La primera lectura de un buen libro es un proceso enormemente emocional, a veces incluso conmovedor. Algo que te cambia la mente en solo unas horas: has llegado a la cumbre, y ahí arriba sopla el viento y todo es magnífico y tu mirada parece haberse renovado. La relectura añade a esas emociones una parte hermosamente intelectual. Ya conoces la historia y las ideas, recuerdas cómo actúan los personajes o hacia dónde te llevarán las reflexiones de la escritora. Esos conocimientos previos te liberan de la ansiedad de llegar a la cumbre y te permiten disfrutar del trayecto, fijarte en cada detalle, contemplar el paisaje de fondo, incluso soltar la mano de la cuerda de seguridad y arriesgarte a perderte por el camino, encontrando tal vez, de paso, nuevas vías de acceso.

La edad de la inocencia

Este mes de agosto estoy dedicando tiempo a releer a una de mis novelistas favoritas, Edith Wharton. En España, a Wharton apenas la conocimos hasta 1993, cuando se estrenó la película La edad de la inocencia, de Martin Scorsese, basada en su novela del mismo título. Para entonces, llevaba muerta unos sesenta años, pero de pronto todas queríamos leer a una autora capaz de observar tan de cerca a la alta sociedad neoyorquina de finales del siglo XIX y describirnos sus supuestos principios morales mientras iba incrustando lentamente un berbiquí en las apariencias, dejando al descubierto, bajo la capa de lujo, delicadeza y respetabilidad, la carne de sus protagonistas, herida por la hipocresía.

▶ **EJERCICIO 1**
Reproduce del fragmento todo el texto que va desde "La primera lectura" hasta "vías de acceso.".
▶ **EJERCICIO 2**
Enumera, por favor, los rasgos que el fragmento atribuye a la capa bajo la cual Wharton deja al descubierto la carne de sus protagonistas.
▶ **EJERCICIO 3**
Según el fragmento, ¿en qué año se estrenó la película La edad de la inocencia, de Martin Scorsese?
Las filas proceden de otra fuente.

▶ **DATOS**
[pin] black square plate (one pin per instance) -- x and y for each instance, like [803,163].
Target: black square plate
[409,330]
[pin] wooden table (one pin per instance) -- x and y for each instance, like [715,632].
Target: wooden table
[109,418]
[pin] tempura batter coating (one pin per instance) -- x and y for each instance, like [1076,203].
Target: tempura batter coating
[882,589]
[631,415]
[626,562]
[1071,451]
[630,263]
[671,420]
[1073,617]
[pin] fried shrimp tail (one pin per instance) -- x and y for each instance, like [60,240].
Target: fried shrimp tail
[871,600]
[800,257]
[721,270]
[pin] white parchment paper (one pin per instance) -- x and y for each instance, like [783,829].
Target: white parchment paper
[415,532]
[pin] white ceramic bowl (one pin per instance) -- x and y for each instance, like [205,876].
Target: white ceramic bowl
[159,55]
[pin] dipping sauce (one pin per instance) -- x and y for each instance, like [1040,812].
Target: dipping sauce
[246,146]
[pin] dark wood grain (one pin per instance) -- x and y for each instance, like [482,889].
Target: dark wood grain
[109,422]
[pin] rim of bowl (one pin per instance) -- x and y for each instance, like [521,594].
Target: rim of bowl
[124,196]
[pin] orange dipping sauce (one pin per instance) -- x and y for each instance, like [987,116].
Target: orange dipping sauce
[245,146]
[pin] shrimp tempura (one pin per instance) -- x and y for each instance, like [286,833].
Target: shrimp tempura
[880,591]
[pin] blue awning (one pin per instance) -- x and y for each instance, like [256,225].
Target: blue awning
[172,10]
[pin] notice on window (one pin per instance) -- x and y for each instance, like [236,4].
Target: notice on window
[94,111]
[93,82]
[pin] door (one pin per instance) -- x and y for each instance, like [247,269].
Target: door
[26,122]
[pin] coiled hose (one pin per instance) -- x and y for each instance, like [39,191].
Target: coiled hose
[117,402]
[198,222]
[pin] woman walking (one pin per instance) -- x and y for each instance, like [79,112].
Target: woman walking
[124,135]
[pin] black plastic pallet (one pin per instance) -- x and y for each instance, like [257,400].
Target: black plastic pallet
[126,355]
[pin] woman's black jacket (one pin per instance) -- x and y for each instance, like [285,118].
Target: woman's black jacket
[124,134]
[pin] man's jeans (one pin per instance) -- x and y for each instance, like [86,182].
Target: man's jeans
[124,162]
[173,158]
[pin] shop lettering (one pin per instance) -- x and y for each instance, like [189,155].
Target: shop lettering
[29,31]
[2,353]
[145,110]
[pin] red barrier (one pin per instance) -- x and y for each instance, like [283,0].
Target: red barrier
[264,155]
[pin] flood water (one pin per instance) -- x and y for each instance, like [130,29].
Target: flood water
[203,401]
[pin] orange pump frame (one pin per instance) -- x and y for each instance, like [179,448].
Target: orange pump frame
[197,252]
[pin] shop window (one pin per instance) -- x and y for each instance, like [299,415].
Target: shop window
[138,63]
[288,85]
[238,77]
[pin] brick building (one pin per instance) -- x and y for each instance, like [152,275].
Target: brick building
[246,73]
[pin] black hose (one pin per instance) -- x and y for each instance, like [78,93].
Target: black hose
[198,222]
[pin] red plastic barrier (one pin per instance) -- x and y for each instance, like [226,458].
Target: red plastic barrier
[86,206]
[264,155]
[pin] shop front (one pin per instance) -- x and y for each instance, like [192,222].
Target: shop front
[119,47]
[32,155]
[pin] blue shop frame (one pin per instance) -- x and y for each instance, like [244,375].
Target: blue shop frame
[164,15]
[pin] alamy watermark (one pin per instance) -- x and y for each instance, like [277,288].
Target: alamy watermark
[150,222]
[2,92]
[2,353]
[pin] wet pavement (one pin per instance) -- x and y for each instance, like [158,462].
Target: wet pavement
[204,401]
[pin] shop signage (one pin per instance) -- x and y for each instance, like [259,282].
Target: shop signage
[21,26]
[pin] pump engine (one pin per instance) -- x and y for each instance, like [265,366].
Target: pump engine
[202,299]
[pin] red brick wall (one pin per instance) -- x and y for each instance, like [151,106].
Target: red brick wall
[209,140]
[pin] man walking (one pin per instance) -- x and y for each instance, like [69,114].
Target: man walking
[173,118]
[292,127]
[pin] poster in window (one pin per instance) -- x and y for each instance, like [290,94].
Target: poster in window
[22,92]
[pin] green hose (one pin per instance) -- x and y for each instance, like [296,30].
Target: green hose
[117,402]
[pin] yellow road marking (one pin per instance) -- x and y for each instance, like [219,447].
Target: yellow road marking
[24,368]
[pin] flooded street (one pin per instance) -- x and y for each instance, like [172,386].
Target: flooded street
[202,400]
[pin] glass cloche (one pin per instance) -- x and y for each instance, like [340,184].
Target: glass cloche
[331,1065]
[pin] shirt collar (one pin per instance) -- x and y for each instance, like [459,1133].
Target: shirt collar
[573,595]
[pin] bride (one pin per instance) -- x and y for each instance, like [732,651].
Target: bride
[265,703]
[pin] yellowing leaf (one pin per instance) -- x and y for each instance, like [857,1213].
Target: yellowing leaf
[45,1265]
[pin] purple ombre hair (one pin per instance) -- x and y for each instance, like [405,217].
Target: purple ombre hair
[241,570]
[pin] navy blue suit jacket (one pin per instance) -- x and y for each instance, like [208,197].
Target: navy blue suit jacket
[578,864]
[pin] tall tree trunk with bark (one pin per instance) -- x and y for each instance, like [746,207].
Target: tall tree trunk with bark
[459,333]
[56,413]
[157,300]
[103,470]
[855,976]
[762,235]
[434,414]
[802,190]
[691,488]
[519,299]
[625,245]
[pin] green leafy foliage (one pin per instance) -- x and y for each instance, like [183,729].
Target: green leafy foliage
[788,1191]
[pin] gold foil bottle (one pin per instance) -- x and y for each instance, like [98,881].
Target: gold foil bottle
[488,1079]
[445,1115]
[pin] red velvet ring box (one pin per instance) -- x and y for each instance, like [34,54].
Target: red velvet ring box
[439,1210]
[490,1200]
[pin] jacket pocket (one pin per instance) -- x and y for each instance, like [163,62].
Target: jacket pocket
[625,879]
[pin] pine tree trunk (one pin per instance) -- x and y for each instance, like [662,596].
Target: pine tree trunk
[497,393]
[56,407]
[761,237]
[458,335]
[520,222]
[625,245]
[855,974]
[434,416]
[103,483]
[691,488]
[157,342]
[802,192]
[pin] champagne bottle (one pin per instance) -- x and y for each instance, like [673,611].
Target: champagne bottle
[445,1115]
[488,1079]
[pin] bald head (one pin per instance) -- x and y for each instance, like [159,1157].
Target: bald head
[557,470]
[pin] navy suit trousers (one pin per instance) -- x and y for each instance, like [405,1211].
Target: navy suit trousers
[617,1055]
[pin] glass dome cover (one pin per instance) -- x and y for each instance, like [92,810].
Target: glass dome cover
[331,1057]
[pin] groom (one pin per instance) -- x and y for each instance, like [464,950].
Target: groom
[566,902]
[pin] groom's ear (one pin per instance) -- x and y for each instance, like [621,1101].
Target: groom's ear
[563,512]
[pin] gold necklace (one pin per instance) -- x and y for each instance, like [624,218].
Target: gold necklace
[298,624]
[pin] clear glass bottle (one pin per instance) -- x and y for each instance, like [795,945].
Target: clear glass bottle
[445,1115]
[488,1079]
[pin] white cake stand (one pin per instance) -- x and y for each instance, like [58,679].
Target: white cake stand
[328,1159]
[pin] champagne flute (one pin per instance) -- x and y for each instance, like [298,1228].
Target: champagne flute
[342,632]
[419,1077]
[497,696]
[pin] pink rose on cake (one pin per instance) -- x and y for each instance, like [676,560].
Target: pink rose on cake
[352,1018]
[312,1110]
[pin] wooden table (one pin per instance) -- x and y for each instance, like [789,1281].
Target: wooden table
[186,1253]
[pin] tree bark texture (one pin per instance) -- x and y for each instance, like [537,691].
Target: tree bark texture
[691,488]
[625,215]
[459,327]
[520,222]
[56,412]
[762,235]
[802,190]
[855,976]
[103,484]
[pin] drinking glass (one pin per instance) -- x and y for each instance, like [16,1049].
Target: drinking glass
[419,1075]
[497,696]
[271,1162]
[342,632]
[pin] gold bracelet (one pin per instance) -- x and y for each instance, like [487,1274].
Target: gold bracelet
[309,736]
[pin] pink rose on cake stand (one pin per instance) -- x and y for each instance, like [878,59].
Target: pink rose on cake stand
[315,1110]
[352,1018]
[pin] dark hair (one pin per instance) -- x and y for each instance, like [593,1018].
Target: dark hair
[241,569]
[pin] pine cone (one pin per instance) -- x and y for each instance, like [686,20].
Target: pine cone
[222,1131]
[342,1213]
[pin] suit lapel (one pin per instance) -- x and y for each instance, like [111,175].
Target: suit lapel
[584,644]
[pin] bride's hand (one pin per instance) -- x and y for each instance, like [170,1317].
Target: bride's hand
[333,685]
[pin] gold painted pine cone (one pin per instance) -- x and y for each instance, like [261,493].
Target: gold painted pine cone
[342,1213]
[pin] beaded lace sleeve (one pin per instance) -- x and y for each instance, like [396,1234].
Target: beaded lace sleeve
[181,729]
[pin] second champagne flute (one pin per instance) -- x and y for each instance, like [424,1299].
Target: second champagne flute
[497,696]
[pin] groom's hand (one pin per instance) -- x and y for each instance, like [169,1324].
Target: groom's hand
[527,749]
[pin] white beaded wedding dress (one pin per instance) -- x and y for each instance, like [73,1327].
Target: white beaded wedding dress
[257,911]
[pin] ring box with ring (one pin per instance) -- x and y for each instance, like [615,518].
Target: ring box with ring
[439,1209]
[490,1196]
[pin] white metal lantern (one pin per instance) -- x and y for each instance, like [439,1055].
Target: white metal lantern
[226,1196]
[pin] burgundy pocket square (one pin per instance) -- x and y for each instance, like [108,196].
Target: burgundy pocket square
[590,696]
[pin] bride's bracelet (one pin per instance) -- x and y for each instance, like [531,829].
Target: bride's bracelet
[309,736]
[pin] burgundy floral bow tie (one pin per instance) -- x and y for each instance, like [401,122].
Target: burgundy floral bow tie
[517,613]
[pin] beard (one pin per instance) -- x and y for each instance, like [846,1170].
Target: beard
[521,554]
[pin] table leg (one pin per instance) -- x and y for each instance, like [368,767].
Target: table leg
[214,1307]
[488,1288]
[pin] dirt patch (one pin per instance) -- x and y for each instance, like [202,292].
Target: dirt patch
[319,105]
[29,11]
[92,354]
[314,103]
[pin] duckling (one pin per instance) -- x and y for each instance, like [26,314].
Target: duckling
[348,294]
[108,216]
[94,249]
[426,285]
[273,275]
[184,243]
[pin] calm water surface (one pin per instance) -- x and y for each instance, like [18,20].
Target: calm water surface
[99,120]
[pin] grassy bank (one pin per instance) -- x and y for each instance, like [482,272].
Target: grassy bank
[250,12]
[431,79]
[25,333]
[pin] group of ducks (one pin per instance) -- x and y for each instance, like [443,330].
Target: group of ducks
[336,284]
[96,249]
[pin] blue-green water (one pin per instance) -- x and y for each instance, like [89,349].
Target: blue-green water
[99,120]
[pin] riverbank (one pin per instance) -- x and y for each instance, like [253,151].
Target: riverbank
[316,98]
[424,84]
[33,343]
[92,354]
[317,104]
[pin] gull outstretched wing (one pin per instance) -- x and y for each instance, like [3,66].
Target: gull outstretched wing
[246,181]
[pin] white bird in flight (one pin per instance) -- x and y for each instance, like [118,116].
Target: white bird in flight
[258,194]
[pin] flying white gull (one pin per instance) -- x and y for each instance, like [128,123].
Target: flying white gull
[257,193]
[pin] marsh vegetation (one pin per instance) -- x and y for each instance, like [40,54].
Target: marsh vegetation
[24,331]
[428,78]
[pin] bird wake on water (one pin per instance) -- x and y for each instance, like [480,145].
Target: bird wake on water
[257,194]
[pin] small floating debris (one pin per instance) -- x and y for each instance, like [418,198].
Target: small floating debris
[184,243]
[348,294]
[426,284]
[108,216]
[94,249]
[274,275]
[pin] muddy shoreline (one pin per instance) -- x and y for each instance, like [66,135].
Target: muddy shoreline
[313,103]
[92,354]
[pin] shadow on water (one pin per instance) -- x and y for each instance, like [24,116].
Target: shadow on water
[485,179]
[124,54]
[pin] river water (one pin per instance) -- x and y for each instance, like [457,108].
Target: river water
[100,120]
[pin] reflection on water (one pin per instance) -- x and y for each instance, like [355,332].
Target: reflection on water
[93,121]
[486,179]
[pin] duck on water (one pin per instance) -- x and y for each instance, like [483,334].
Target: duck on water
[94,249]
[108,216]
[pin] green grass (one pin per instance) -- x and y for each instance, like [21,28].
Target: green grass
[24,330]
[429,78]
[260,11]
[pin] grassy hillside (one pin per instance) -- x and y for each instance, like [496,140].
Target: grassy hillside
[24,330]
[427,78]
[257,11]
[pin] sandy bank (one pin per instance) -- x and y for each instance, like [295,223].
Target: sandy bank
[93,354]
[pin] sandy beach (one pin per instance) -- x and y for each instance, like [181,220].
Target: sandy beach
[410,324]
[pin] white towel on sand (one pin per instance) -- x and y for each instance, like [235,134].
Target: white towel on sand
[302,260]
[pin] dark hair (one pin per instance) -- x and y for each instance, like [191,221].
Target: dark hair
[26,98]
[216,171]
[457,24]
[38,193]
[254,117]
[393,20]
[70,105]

▶ **SOLUCIÓN 1**
La primera lectura de un buen libro es un proceso enormemente emocional, a veces incluso conmovedor. Algo que te cambia la mente en solo unas horas: has llegado a la cumbre, y ahí arriba sopla el viento y todo es magnífico y tu mirada parece haberse renovado. La relectura añade a esas emociones una parte hermosamente intelectual. Ya conoces la historia y las ideas, recuerdas cómo actúan los personajes o hacia dónde te llevarán las reflexiones de la escritora. Esos conocimientos previos te liberan de la ansiedad de llegar a la cumbre y te permiten disfrutar del trayecto, fijarte en cada detalle, contemplar el paisaje de fondo, incluso soltar la mano de la cuerda de seguridad y arriesgarte a perderte por el camino, encontrando tal vez, de paso, nuevas vías de acceso.

▶ **SOLUCIÓN 2**
Lujo, delicadeza y respetabilidad.

▶ **SOLUCIÓN 3**
En 1993.